Aim ->
How many lines in the material below contain the string "tree"? Reply with the number alone.

__________

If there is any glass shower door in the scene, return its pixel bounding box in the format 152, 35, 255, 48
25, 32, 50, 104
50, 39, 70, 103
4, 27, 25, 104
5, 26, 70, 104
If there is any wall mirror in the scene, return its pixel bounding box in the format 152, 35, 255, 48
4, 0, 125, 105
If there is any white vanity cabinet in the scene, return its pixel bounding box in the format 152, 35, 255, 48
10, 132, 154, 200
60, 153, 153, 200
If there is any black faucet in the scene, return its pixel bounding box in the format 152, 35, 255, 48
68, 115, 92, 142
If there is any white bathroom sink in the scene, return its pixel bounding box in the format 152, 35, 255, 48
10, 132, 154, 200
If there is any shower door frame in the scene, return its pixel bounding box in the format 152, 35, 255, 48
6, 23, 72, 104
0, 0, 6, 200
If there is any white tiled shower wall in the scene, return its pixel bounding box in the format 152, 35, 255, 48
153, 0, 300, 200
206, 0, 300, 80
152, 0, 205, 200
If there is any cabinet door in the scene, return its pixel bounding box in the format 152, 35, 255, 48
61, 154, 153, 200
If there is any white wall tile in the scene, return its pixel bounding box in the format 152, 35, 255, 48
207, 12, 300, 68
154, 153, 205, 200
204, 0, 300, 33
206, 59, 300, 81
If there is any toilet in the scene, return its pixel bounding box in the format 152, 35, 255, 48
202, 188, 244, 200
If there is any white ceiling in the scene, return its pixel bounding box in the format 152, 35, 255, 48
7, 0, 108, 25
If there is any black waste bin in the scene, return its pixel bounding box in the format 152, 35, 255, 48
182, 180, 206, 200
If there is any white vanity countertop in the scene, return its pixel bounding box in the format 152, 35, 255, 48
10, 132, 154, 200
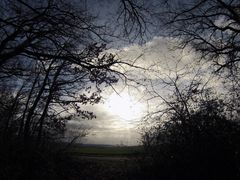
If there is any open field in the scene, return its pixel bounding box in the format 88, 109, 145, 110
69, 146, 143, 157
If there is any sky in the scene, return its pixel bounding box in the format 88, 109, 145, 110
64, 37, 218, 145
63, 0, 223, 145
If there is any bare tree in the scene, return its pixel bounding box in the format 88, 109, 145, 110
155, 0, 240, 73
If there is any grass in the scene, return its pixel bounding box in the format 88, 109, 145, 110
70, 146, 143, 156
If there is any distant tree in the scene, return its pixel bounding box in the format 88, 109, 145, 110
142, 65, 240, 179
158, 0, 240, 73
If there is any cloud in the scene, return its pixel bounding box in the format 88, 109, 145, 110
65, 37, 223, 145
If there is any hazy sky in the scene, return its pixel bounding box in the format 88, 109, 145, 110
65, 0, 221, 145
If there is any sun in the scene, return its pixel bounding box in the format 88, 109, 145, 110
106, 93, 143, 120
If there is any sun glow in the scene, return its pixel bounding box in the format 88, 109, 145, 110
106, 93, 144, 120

__________

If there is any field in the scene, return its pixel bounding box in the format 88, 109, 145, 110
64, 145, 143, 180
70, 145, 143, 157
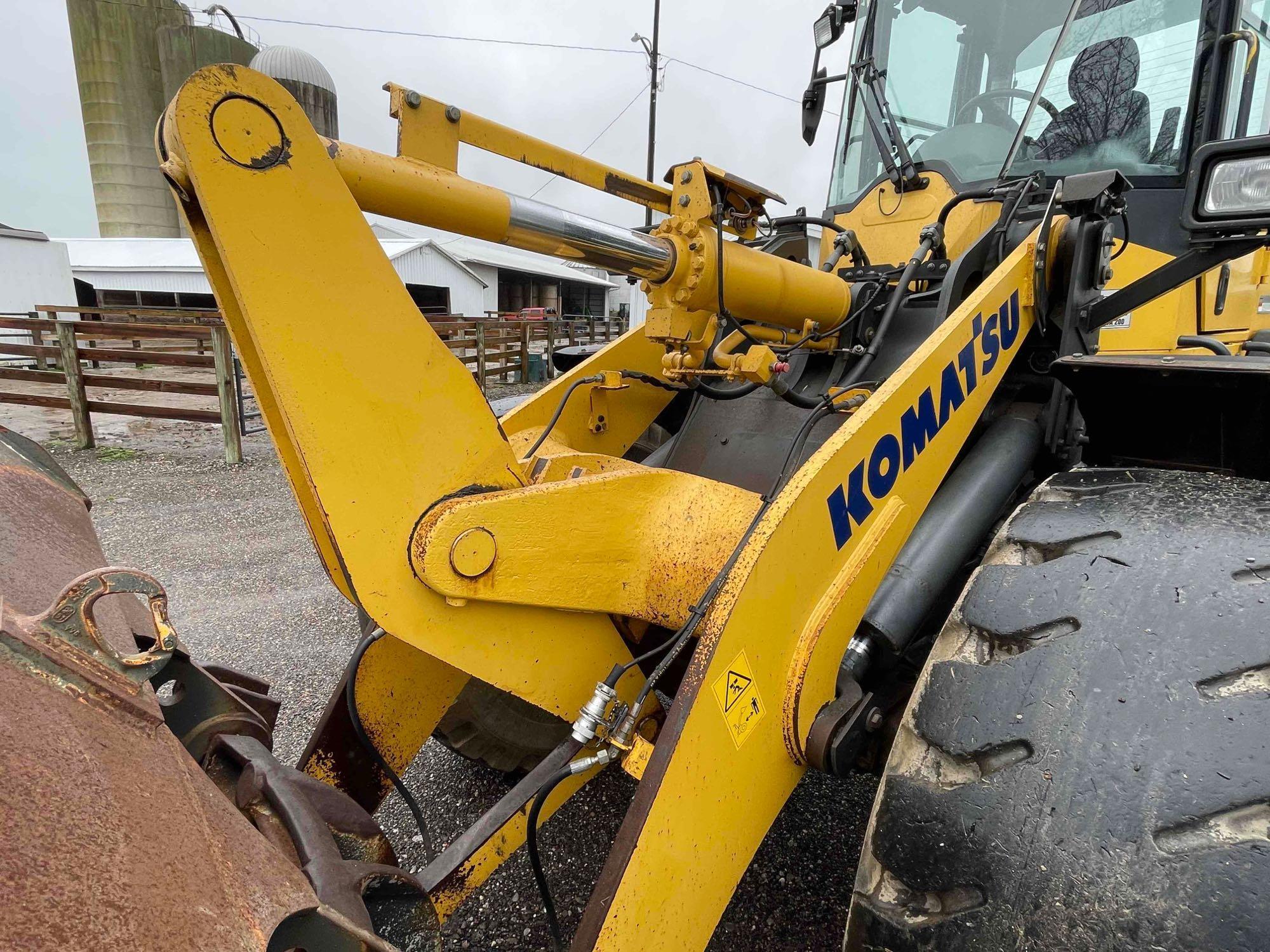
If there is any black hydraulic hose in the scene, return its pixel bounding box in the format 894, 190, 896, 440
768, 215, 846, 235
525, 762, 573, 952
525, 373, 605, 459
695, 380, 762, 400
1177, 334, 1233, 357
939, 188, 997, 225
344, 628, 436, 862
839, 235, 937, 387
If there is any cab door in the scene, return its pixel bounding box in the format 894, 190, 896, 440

__________

Task answer ->
2